TASK REQUIREMENTS:
Copy out the lines below with "virtual label" swapped for "digital tag" and everything else left unchanged. Don't include the pictures.

DATA FOR THE TASK:
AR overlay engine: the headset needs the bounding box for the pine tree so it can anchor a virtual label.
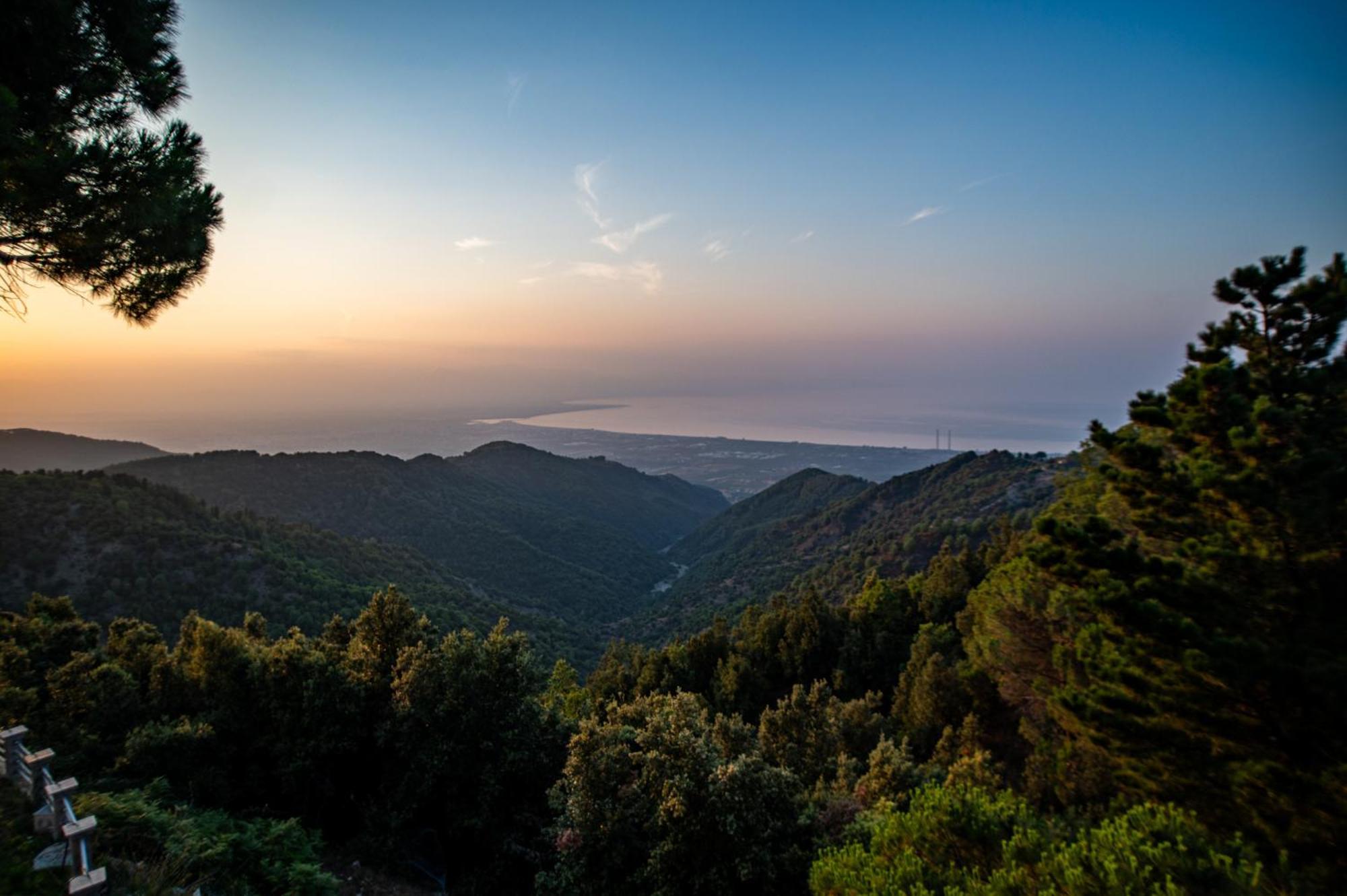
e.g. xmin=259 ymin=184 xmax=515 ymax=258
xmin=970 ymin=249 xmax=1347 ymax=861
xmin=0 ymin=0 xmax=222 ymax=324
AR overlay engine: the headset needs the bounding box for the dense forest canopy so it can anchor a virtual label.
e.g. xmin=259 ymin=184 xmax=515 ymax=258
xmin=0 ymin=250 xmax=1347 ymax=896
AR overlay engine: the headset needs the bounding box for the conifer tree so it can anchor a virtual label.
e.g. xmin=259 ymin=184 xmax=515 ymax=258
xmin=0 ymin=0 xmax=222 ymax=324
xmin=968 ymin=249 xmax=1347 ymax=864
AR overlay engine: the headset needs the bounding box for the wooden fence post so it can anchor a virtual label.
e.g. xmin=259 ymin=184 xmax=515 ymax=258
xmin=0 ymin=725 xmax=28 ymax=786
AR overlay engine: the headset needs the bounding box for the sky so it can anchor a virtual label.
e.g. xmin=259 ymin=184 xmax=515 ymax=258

WRITTEN SOLUTION:
AR overlay engine: the headset needs the bounding box for the pine tree so it can anchor a digital tag.
e.g. xmin=259 ymin=184 xmax=515 ymax=258
xmin=970 ymin=249 xmax=1347 ymax=861
xmin=0 ymin=0 xmax=222 ymax=324
AR overlay engine: the headset needs the bounding box for the dense forest canopy so it can anchor a digital tag.
e.g. xmin=259 ymin=184 xmax=515 ymax=258
xmin=0 ymin=250 xmax=1347 ymax=896
AR overlay engine: the headset needs the bounding box for the conifer tree so it can anchor a digital tag.
e.g. xmin=259 ymin=184 xmax=515 ymax=258
xmin=0 ymin=0 xmax=222 ymax=324
xmin=968 ymin=249 xmax=1347 ymax=864
AR overlay engine: the headset needs the bounding box for the wooden fence post so it can anchor a digital tag.
e.g. xmin=259 ymin=184 xmax=515 ymax=258
xmin=0 ymin=725 xmax=28 ymax=786
AR overlay engine: the headset needs the bounding box for the sky so it can anchor a digital tag.
e.g. xmin=259 ymin=184 xmax=515 ymax=258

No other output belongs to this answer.